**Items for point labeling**
━━━━━━

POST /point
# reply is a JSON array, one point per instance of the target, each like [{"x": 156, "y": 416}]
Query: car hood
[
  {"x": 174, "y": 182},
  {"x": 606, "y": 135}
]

━━━━━━

**STATED EXERCISE**
Render every line of the items above as a Markdown table with two columns, Row and Line, numbering each row and leaving out blank lines.

**TASK SOLUTION**
| Row | Line |
|---|---|
| 1 | POST /point |
| 2 | # reply is a JSON array, one point per instance of the target, each like [{"x": 156, "y": 416}] |
| 3 | Query: car hood |
| 4 | [ |
| 5 |   {"x": 174, "y": 182}, |
| 6 |   {"x": 606, "y": 135} |
| 7 | ] |